- _WHAT THE EXERCISE ASKS_
How many lines in the entries below contain the string "orange"? Reply with the number alone.

Entries from a collection:
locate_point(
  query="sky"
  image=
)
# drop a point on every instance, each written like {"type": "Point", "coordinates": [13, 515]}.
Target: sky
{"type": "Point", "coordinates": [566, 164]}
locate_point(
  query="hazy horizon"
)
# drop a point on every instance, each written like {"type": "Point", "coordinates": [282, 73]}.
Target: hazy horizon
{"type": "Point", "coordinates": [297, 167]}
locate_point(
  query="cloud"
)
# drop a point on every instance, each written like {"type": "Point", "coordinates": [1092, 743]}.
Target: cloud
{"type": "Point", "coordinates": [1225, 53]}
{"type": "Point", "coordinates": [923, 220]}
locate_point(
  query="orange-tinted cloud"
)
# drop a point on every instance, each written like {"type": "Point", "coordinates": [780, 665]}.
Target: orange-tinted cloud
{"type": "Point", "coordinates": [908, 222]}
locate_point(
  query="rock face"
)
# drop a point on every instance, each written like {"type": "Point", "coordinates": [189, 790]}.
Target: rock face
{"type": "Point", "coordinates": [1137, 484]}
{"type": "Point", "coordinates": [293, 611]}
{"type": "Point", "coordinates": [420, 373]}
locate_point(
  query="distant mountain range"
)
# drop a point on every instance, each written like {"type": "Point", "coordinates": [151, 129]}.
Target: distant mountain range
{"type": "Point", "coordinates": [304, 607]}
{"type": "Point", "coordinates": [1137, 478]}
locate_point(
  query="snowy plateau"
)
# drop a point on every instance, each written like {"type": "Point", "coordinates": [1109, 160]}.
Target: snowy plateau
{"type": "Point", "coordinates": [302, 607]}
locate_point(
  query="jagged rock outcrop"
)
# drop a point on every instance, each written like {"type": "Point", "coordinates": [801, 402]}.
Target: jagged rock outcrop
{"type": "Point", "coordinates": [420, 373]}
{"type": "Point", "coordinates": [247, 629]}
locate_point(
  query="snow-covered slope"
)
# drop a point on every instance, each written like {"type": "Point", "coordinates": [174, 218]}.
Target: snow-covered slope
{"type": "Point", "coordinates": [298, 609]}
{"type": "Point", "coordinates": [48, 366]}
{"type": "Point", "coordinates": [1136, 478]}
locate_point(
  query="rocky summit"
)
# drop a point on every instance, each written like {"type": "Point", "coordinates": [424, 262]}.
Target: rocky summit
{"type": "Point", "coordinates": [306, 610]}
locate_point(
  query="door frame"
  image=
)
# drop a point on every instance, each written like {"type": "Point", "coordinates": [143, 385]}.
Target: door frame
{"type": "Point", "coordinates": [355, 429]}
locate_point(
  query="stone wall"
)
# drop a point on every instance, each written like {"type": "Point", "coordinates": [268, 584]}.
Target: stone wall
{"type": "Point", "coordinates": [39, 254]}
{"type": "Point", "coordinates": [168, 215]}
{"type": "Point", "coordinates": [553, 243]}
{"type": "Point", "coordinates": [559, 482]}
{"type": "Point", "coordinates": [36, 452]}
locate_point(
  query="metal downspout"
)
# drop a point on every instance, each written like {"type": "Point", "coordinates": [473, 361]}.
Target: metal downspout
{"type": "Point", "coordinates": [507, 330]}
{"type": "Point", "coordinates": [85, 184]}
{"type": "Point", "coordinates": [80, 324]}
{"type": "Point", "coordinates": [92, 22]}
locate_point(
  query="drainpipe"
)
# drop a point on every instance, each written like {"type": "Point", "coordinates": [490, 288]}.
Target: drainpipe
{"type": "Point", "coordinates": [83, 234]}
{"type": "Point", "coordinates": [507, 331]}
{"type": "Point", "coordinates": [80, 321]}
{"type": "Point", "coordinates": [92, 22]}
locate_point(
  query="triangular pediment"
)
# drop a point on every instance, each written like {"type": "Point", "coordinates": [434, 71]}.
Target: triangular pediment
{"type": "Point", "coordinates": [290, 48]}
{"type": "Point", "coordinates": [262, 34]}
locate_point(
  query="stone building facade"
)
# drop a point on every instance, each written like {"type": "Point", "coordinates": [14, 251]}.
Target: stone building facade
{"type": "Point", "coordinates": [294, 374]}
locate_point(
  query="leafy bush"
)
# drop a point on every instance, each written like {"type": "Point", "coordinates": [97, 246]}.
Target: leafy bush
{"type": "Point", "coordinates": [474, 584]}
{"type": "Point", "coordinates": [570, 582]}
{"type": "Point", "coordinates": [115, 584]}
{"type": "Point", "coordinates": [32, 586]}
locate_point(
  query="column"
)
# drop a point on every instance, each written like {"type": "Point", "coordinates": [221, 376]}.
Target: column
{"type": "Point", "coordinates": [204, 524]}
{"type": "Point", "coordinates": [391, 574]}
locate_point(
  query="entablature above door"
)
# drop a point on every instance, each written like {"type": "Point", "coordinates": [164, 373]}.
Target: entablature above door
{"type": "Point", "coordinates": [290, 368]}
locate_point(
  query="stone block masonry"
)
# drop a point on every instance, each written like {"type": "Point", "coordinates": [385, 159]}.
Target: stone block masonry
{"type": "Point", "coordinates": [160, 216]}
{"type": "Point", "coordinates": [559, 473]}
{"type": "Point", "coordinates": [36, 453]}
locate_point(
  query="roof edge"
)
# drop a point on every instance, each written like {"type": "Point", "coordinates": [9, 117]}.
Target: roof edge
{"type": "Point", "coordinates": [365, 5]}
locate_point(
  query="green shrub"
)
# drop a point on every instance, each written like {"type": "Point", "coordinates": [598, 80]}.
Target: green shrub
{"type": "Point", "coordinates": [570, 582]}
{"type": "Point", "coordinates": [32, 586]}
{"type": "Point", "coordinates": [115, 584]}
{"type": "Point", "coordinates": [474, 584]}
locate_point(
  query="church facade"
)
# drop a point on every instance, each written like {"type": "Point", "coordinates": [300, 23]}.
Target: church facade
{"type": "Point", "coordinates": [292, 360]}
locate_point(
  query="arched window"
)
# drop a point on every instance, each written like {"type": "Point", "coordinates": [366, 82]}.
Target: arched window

- _FULL ANSWER_
2